In the material below, repeat only the lines from the one that holds "Point out the bird's claw" through the final line, exactly as they stand.

[start of Records shown]

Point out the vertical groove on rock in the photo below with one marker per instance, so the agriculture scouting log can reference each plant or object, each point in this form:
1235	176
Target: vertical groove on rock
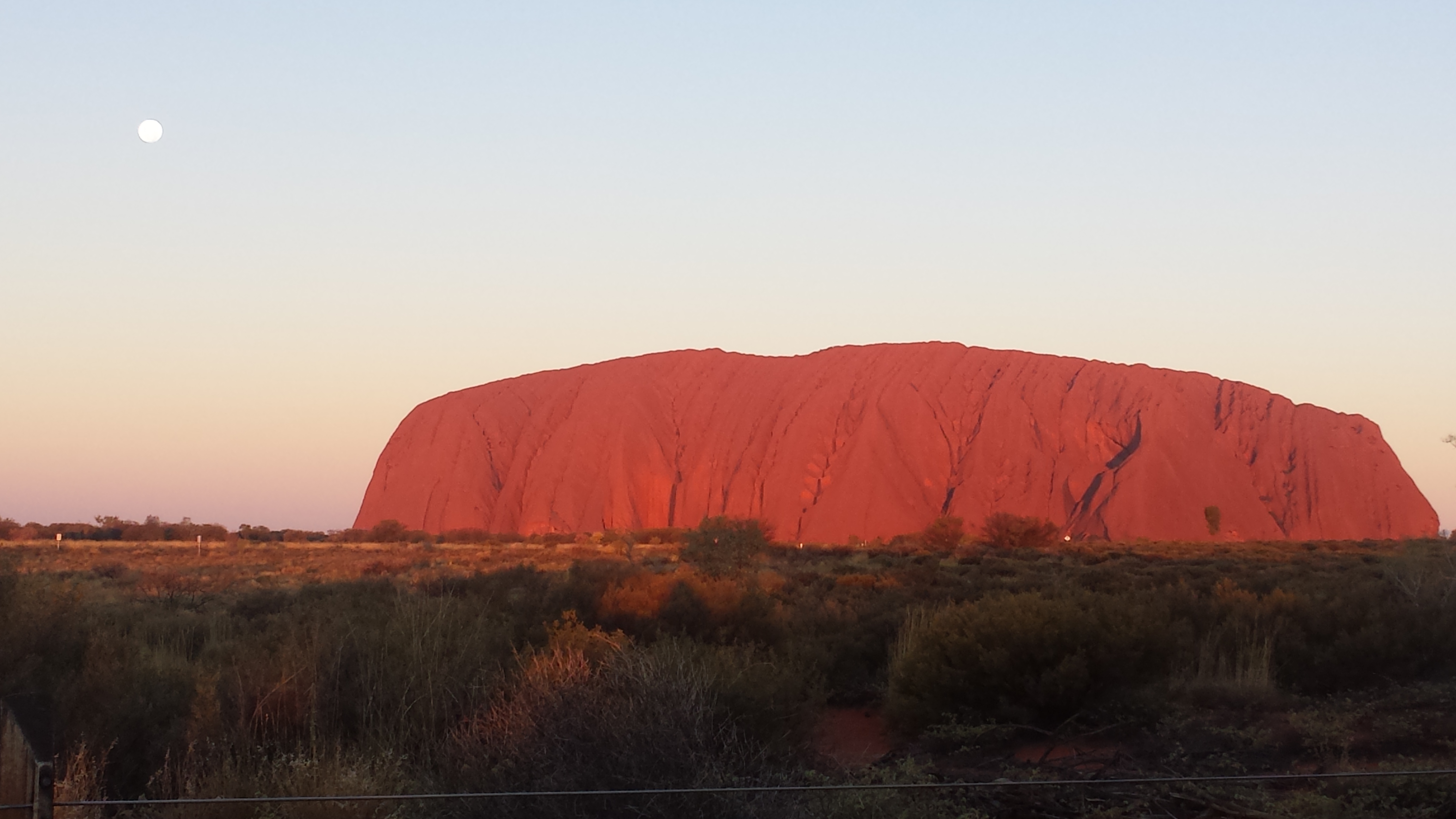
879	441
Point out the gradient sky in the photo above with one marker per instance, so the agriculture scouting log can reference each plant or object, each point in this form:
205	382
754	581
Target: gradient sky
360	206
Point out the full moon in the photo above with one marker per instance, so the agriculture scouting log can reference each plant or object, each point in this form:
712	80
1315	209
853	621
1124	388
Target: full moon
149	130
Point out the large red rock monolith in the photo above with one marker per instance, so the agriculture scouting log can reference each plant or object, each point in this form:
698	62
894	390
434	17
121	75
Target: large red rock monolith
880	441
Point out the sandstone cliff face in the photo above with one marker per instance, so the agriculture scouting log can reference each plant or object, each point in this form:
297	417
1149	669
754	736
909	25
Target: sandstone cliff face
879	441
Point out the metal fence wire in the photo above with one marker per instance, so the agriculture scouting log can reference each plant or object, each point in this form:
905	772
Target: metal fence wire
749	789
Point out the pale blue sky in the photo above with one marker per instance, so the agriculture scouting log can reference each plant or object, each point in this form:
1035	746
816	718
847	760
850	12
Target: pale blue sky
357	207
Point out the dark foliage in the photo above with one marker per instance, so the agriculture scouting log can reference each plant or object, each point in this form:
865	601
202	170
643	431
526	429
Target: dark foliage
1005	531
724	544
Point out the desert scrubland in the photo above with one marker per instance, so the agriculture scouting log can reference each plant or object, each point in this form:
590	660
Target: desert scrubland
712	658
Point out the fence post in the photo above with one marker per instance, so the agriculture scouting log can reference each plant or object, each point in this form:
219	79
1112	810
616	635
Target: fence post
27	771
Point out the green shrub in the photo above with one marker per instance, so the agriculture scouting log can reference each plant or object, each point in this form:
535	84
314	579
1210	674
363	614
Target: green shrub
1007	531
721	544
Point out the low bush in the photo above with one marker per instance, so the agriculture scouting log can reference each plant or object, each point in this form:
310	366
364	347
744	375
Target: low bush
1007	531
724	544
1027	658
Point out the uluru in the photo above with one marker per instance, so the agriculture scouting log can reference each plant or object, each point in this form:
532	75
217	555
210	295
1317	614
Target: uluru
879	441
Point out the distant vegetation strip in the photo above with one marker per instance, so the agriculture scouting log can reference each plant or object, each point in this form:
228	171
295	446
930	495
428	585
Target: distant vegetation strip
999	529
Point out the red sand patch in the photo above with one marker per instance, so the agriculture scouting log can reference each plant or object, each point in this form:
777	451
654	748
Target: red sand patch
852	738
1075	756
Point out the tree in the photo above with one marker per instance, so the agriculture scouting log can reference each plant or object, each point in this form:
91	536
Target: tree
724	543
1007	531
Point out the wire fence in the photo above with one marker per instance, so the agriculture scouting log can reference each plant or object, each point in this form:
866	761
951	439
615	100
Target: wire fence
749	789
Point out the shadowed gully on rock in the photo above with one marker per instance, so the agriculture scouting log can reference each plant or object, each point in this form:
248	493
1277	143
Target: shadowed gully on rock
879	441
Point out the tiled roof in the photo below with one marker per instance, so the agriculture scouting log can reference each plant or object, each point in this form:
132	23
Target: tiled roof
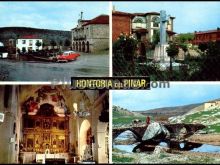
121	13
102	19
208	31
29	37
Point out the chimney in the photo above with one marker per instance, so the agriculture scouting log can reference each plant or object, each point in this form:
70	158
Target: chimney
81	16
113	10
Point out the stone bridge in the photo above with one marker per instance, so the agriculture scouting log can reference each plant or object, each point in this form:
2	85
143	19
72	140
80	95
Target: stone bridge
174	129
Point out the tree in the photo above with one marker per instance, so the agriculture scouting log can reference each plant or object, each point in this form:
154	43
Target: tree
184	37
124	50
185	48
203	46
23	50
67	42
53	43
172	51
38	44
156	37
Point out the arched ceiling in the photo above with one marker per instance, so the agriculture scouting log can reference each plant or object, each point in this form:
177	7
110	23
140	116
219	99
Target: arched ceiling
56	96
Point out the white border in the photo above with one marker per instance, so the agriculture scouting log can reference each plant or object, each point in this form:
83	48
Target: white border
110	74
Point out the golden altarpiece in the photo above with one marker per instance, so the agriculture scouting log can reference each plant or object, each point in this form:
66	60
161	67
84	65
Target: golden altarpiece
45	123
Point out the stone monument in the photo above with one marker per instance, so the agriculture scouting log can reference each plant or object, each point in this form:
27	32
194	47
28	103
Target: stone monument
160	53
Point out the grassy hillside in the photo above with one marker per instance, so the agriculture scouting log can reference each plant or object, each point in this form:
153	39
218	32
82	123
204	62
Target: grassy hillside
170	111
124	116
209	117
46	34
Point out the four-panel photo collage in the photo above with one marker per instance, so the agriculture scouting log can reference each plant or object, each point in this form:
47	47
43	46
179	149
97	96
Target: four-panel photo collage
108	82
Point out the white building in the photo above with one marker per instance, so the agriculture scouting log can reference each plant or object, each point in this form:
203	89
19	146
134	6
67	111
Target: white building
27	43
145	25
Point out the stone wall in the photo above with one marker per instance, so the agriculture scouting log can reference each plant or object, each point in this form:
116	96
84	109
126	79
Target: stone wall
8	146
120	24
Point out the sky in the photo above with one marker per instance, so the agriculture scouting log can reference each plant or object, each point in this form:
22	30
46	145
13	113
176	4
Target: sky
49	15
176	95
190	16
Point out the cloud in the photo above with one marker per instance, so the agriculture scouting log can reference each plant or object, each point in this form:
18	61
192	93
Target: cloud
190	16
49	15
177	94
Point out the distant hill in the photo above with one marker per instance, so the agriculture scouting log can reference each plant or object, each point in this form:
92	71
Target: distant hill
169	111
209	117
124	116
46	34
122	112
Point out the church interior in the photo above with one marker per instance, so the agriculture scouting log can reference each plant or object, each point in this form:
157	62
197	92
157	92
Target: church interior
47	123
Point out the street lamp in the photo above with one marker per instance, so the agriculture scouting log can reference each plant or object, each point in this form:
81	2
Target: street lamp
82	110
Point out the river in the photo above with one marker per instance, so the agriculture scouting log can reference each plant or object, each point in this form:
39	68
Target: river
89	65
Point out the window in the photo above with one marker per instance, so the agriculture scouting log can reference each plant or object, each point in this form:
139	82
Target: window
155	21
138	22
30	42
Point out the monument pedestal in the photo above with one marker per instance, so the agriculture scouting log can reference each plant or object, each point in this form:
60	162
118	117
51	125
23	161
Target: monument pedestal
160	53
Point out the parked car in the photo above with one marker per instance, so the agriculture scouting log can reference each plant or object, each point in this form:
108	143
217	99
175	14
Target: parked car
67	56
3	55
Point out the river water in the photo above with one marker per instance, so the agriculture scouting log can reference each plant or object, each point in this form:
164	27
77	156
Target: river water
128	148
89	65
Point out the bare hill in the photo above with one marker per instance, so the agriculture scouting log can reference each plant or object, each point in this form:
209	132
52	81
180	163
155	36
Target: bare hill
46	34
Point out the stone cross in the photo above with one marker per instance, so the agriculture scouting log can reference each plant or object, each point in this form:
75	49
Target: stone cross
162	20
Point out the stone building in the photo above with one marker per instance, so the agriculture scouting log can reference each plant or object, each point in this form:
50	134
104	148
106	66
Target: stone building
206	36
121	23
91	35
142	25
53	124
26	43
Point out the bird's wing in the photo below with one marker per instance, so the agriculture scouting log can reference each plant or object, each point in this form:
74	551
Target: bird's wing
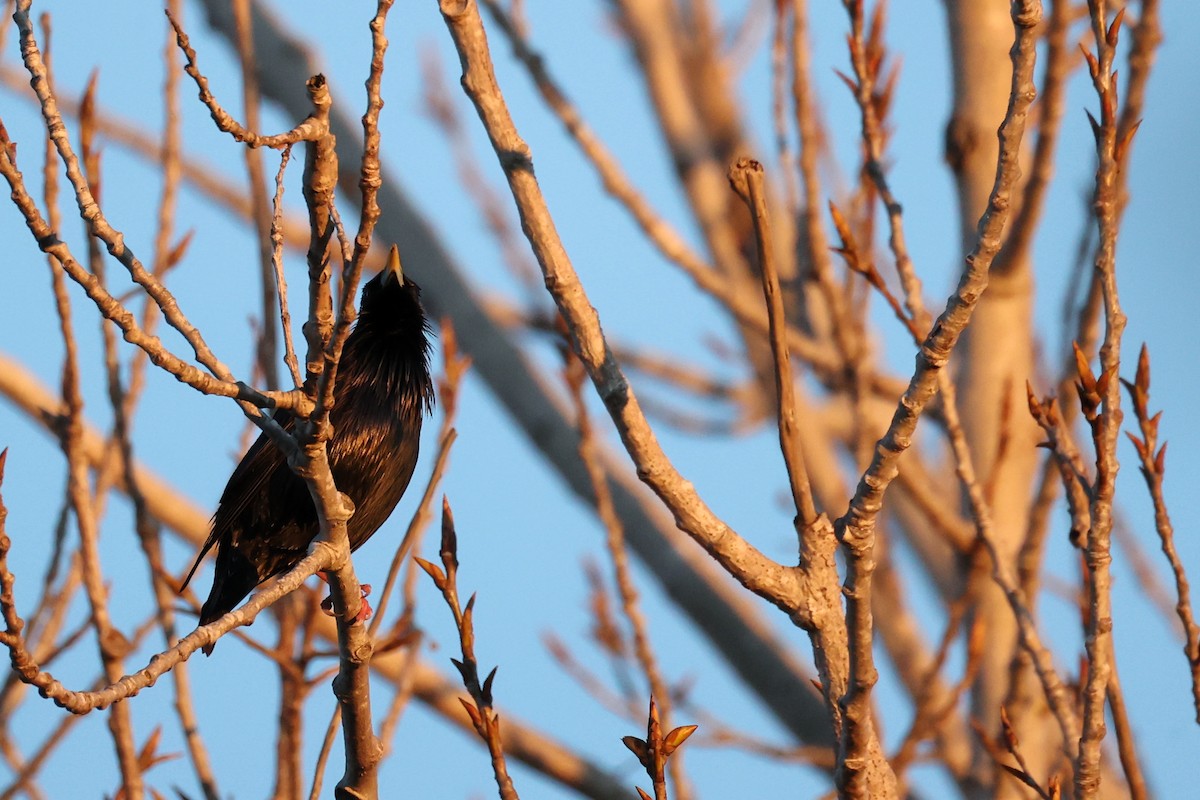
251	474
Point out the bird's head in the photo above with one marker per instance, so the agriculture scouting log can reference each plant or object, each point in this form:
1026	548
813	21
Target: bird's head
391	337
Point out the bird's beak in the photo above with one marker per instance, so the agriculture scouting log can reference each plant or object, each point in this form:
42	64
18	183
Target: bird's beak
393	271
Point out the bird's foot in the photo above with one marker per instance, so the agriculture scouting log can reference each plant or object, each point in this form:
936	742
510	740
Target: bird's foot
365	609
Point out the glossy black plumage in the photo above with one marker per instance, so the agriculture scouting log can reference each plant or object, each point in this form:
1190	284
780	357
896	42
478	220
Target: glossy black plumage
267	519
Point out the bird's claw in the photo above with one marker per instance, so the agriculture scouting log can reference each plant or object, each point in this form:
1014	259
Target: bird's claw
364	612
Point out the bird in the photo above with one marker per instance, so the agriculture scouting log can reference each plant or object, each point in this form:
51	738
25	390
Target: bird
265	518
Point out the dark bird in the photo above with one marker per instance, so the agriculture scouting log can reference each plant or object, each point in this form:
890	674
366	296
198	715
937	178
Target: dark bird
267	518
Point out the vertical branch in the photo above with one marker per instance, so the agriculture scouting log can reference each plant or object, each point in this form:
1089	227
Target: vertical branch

[end of Records shown]

▶ [Result of the exercise]:
Point out the bird's claw in the photo above with one marker per instance, so the agriculture scouting log can reference each plant or object, each point in this form:
1014	259
Target: bird's claw
364	612
Point out the bird in the photo above with one marker per instance, so the agriculture scouting log can reference each plant or object, each point in this form:
51	738
25	390
Target: bird
265	518
Point out the dark bird in the photo above with one marker per instance, so the agriculture scouting log can reference each plant or object, each point in this form:
890	674
366	296
198	715
937	178
Target: dark bird
267	518
Point out the vertical branch in the photo above with one marker per instance, so the agriculture scouting log can reference each plant or object, each point in this form:
1089	227
Target: vertical branch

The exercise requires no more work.